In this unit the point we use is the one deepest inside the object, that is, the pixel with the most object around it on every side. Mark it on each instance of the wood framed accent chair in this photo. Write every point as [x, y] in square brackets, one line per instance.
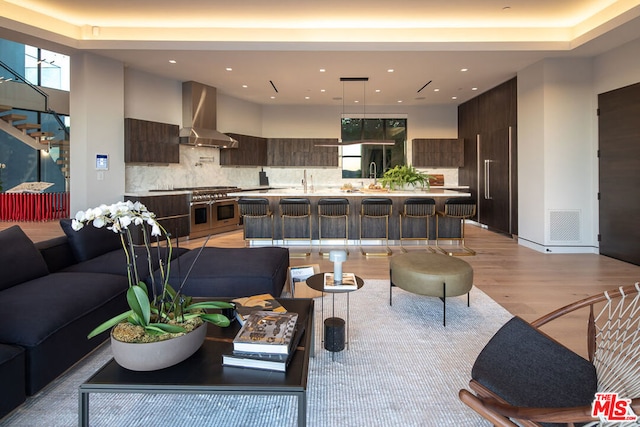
[523, 377]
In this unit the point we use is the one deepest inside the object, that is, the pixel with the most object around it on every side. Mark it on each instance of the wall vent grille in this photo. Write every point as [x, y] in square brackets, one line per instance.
[564, 226]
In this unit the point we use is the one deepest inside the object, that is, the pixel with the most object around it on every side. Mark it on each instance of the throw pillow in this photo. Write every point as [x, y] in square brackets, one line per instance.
[25, 261]
[90, 242]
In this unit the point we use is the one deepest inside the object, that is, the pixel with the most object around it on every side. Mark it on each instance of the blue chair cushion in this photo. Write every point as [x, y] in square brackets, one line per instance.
[21, 259]
[527, 368]
[90, 242]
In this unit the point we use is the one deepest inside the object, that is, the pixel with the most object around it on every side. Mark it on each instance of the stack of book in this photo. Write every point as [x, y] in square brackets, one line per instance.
[348, 282]
[267, 340]
[263, 302]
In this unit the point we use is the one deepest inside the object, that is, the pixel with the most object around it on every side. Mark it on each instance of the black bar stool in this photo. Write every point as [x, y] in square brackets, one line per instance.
[331, 209]
[462, 209]
[417, 208]
[253, 210]
[296, 209]
[376, 208]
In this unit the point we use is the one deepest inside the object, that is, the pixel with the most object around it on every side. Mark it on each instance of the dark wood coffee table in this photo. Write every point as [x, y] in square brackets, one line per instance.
[203, 372]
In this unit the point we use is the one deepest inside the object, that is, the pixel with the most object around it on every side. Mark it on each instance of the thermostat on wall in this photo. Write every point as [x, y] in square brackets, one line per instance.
[102, 162]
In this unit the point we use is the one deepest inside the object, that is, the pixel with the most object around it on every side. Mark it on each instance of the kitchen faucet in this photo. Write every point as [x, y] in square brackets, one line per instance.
[373, 172]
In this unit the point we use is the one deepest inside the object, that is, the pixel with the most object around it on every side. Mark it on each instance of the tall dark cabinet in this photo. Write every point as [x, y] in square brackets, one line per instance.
[488, 126]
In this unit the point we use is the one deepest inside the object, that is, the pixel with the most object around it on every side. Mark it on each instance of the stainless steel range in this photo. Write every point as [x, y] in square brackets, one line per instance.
[212, 211]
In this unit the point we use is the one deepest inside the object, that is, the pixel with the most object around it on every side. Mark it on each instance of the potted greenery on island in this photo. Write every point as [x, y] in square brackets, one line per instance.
[153, 318]
[402, 176]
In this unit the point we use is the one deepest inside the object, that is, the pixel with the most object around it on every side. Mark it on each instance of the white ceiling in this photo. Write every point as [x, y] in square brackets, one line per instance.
[287, 42]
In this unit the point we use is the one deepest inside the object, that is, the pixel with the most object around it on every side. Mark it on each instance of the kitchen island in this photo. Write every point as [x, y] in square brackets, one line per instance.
[447, 227]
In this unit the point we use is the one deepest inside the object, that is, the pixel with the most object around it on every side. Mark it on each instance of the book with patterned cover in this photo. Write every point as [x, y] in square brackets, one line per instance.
[262, 302]
[267, 332]
[348, 282]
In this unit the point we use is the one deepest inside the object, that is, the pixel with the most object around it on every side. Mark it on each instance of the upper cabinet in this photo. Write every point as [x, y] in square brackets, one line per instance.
[302, 152]
[251, 151]
[295, 152]
[150, 142]
[438, 153]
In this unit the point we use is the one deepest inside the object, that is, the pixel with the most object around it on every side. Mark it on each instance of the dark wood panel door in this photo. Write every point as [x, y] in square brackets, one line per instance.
[495, 188]
[619, 140]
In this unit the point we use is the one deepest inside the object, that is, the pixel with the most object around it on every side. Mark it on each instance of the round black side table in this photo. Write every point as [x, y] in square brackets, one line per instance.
[333, 335]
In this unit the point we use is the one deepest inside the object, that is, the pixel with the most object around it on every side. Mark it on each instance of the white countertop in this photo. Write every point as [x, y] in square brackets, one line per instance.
[156, 193]
[336, 192]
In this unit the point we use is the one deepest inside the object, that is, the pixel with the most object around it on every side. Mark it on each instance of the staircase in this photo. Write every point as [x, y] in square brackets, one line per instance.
[31, 134]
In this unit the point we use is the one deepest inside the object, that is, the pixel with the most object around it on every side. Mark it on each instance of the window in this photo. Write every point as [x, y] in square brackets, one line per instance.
[358, 159]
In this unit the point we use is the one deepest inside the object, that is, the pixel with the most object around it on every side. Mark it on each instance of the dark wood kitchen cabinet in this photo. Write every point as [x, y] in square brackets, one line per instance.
[172, 212]
[151, 142]
[251, 151]
[446, 153]
[488, 126]
[302, 152]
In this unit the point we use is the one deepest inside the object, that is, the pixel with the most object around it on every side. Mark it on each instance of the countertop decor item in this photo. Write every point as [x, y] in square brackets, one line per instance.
[399, 177]
[164, 314]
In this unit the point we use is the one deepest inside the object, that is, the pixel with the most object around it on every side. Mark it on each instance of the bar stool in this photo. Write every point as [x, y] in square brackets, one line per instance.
[296, 208]
[331, 209]
[255, 209]
[460, 208]
[417, 208]
[376, 208]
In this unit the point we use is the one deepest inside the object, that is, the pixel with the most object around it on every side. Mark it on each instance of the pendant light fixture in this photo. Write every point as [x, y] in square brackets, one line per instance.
[362, 140]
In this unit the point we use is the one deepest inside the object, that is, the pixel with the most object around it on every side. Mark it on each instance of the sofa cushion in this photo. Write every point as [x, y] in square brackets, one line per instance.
[19, 252]
[90, 242]
[231, 272]
[38, 308]
[115, 262]
[12, 373]
[527, 368]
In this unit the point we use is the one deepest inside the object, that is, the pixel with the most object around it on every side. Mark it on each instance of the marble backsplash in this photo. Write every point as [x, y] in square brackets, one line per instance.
[200, 167]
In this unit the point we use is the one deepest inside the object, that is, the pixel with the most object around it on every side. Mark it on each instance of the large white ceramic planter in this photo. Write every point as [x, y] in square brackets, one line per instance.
[157, 355]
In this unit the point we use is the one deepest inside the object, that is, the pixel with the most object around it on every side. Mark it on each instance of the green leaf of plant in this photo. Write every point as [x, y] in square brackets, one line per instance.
[139, 303]
[216, 319]
[109, 324]
[209, 304]
[165, 327]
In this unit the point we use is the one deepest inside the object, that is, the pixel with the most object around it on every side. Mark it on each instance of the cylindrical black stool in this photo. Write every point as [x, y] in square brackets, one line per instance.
[334, 334]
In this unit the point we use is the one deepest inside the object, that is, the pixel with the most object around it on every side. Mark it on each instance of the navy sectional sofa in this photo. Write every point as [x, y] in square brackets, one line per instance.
[53, 293]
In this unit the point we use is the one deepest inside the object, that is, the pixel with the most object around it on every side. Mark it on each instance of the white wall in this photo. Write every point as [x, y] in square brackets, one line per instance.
[556, 147]
[96, 106]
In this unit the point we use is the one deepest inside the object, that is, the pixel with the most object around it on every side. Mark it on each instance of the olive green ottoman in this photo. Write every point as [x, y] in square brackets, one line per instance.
[434, 275]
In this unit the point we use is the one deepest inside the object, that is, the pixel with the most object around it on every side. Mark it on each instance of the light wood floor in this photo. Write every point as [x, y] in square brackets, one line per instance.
[525, 282]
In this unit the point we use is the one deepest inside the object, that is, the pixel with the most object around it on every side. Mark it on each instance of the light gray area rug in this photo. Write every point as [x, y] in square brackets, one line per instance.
[402, 368]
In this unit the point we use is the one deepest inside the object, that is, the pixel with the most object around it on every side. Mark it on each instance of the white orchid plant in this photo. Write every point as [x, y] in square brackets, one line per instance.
[161, 313]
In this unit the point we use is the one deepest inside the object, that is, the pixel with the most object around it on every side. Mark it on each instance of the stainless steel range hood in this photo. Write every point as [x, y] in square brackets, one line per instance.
[199, 119]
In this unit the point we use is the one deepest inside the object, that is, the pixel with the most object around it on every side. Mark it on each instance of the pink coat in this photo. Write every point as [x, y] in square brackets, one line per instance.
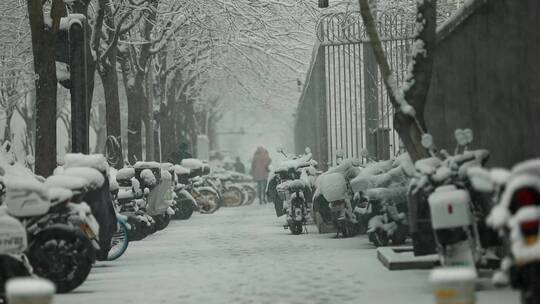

+---+

(CHALLENGE):
Please give the records from the line with "the light gray" through the end of the records, both ends included, as a JSON list of strings with one string per line. Skip blank lines and leave the pictures out.

(CORRECT RESULT):
[
  "In this unit the point we use is the one deepest inside the object, that is, the pixel with the most object around it on every side. Mark it on each instance of the light gray area rug in this photo. Write every point as [x, y] in square brackets, one line per instance.",
  "[402, 368]",
  "In this unit the point we use is the one deepest inside the object, that is, the pixel with the most object around it on every side. Mark it on each instance of the white orchid plant in this photo. Write every point as [x, y] in square brackets, one line per instance.",
  "[161, 313]",
  "In this unit the point we use is the one deepest inside the object, that is, the pixel with the most object around it on every side. Mark it on each instance of the stainless steel range hood in this photo. Write every point as [x, y] in square brackets, one line per instance.",
  "[199, 119]",
  "In this unit the point we use is the one deepest inside the object, that is, the pixel with the most object around it on every side. Mark it on each instance of the pink coat in this photo. Write every point as [x, y] in square brackets, one line per instance."
]